Task to complete: Write out each entry below exactly. Do not include the images.

[Source data]

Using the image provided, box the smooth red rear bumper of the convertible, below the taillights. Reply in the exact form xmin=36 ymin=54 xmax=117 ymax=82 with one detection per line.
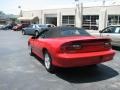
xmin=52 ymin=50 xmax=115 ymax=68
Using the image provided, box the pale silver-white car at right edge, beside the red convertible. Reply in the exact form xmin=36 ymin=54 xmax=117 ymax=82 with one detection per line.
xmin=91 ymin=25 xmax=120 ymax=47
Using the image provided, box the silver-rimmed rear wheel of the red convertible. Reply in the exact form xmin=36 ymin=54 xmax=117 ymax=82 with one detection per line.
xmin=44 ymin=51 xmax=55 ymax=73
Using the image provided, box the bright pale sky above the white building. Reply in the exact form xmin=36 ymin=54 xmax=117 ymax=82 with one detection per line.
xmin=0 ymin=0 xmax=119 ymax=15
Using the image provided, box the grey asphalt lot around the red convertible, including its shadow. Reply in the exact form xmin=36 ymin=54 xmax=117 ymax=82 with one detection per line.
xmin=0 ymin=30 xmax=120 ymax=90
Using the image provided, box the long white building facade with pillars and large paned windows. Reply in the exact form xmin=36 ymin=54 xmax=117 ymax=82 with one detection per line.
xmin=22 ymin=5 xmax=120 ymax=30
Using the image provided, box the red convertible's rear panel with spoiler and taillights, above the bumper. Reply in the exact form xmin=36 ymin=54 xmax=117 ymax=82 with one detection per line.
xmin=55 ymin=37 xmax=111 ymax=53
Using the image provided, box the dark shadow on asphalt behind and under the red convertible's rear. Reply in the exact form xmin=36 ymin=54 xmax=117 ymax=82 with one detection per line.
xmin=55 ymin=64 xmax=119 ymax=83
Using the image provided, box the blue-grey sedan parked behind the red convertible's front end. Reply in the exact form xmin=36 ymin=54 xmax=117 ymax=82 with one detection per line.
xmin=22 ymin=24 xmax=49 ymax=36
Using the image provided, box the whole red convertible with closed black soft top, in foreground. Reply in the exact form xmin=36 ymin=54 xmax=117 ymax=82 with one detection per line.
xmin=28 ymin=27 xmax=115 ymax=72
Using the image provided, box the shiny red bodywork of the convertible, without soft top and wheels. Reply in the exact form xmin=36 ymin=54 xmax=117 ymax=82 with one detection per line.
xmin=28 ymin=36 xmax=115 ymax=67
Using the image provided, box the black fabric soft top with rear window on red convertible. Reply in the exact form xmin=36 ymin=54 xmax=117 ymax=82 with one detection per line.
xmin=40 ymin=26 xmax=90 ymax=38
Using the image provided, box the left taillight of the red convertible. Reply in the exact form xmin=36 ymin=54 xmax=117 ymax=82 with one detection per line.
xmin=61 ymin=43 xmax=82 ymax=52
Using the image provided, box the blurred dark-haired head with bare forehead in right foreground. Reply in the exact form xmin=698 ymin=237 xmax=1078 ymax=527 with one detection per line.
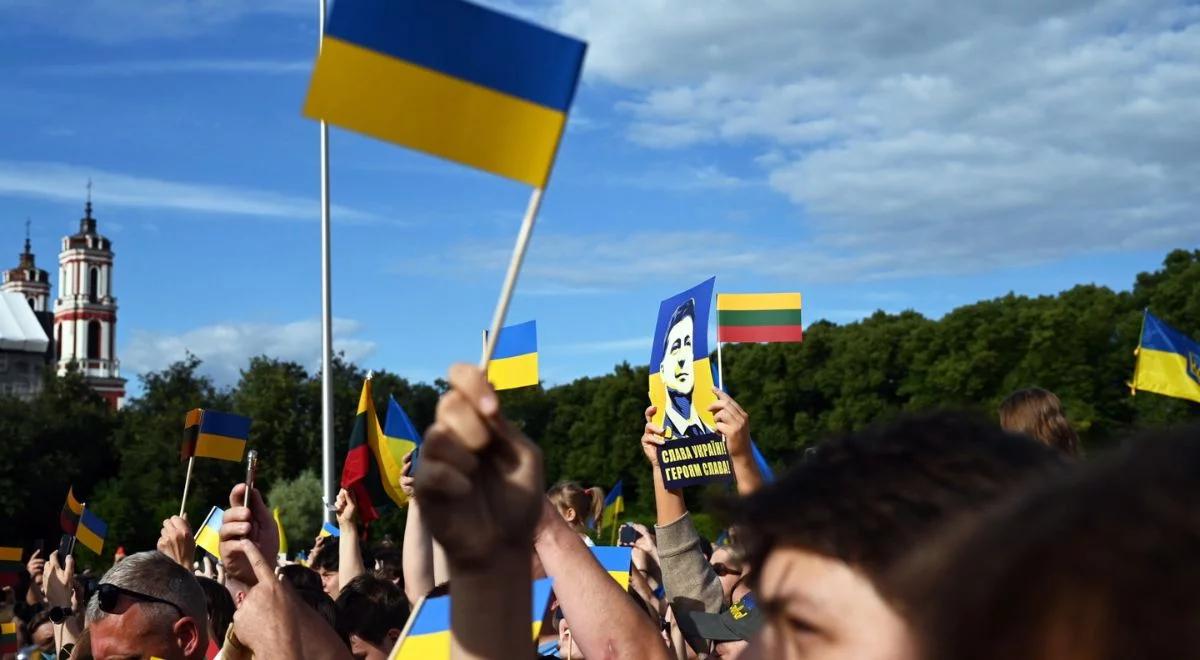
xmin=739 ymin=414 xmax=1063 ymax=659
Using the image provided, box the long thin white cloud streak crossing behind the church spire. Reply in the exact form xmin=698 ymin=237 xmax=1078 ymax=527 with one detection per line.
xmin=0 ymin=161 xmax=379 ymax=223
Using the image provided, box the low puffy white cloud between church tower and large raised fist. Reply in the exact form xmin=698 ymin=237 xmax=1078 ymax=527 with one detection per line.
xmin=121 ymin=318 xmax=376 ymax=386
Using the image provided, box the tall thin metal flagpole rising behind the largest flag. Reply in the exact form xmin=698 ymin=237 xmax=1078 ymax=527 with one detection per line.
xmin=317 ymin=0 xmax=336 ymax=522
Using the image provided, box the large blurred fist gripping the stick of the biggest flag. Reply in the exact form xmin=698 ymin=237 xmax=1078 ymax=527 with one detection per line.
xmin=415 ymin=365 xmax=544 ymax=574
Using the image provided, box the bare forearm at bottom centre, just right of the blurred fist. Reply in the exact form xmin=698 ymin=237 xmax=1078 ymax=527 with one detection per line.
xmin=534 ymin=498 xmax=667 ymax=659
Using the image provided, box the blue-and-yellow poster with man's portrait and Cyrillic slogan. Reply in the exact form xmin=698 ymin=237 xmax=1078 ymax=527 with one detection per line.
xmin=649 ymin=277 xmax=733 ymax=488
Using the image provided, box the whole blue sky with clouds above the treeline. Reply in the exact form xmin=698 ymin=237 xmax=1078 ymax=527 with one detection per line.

[/Source data]

Answer space:
Using the image provided, box the smooth red rear bumper of the convertible, below the taillights. Reply in the exact form xmin=36 ymin=54 xmax=117 ymax=82 with one detection per line.
xmin=52 ymin=50 xmax=115 ymax=68
Using the image provided, box the pale silver-white car at right edge, beside the red convertible. Reply in the exact form xmin=36 ymin=54 xmax=117 ymax=82 with one detection per line.
xmin=91 ymin=25 xmax=120 ymax=47
Using the image provided, box the silver-rimmed rear wheel of the red convertible. Reply in the exact form xmin=36 ymin=54 xmax=117 ymax=82 with one detection per line.
xmin=44 ymin=51 xmax=55 ymax=73
Using the image provided, box the bright pale sky above the white building. Reply in the exact form xmin=36 ymin=54 xmax=117 ymax=82 with one detection per line.
xmin=0 ymin=0 xmax=119 ymax=15
Using the image provided, box the grey asphalt lot around the red convertible, including its shadow. Reply in the exact form xmin=36 ymin=54 xmax=117 ymax=82 with one detection per line.
xmin=0 ymin=30 xmax=120 ymax=90
Using the image provided, box the long white building facade with pillars and large paned windows. Reply in the exact form xmin=36 ymin=54 xmax=117 ymax=82 with one detection per line.
xmin=22 ymin=5 xmax=120 ymax=30
Using the image provided, box the red convertible's rear panel with spoiler and taillights, above the bumper. Reply in the exact form xmin=36 ymin=54 xmax=117 ymax=82 with one detection per line.
xmin=55 ymin=37 xmax=111 ymax=53
Using the image provided, box the dark shadow on asphalt behind and under the red convertible's rear. Reply in the exact form xmin=36 ymin=54 xmax=117 ymax=82 with one detection per line.
xmin=55 ymin=64 xmax=119 ymax=83
Using the image provided, box the blue-grey sedan parked behind the red convertible's front end. Reply in the exact form xmin=36 ymin=54 xmax=117 ymax=82 with one detection per line.
xmin=22 ymin=24 xmax=49 ymax=36
Using the image provided, box the whole red convertible with closed black soft top, in foreground. Reply in the exact form xmin=36 ymin=54 xmax=117 ymax=82 with one detection per line.
xmin=28 ymin=27 xmax=115 ymax=72
Using the image provided, box the shiny red bodywork of the convertible, without soft top and wheels. Reply in the exact form xmin=36 ymin=54 xmax=117 ymax=82 with one detection per line.
xmin=28 ymin=36 xmax=115 ymax=67
Using the image provided, box the black fabric soft top with rear window on red convertible. Reply in the exact form xmin=36 ymin=54 xmax=117 ymax=82 with one detection per line.
xmin=40 ymin=26 xmax=90 ymax=38
Using the image provided, box the left taillight of the red convertible. Reply in the exact form xmin=36 ymin=54 xmax=117 ymax=82 with one detection per line.
xmin=61 ymin=43 xmax=82 ymax=52
Using the image provided, box the blurred dark-haired head with bare forehead in right foreground. Reply in the exact form xmin=698 ymin=237 xmax=1078 ymax=527 with one detection per line.
xmin=739 ymin=414 xmax=1063 ymax=659
Using the image provided, box the long thin white cloud streak crossing behind the church spire. Reply in the exact form xmin=698 ymin=237 xmax=1078 ymax=527 with one detection per line.
xmin=0 ymin=161 xmax=379 ymax=223
Using the image provided, box the low puffy white cloud between church tower and large raised fist. Reply in the exact form xmin=698 ymin=237 xmax=1078 ymax=527 with one detection per line.
xmin=121 ymin=318 xmax=376 ymax=386
Using the image provided, box the tall thin metal flagpole rising behind the largest flag. Reply in the exact form xmin=698 ymin=237 xmax=1078 ymax=527 with one detection per line.
xmin=317 ymin=0 xmax=336 ymax=522
Using the image provided, box the large blurred fist gripping the stick of the biggest flag. Reply in the exact form xmin=698 ymin=237 xmax=1078 ymax=527 with one detection per line.
xmin=415 ymin=365 xmax=544 ymax=574
Using the image provided, box the bare forearm at bottom centre, just right of the blurred fist. Reply in the exact form xmin=698 ymin=237 xmax=1078 ymax=527 with one detection per line.
xmin=534 ymin=498 xmax=667 ymax=659
Using the image provided, box the blue-and-yellow poster with man's portrait and Cyrillic slogan. Reply in the exact form xmin=698 ymin=237 xmax=1078 ymax=527 with one detection per line.
xmin=649 ymin=277 xmax=733 ymax=488
Using the image provided, box the whole blue sky with clouds above the treeline. Reply in the exact form xmin=698 ymin=237 xmax=1078 ymax=527 with one detection per line.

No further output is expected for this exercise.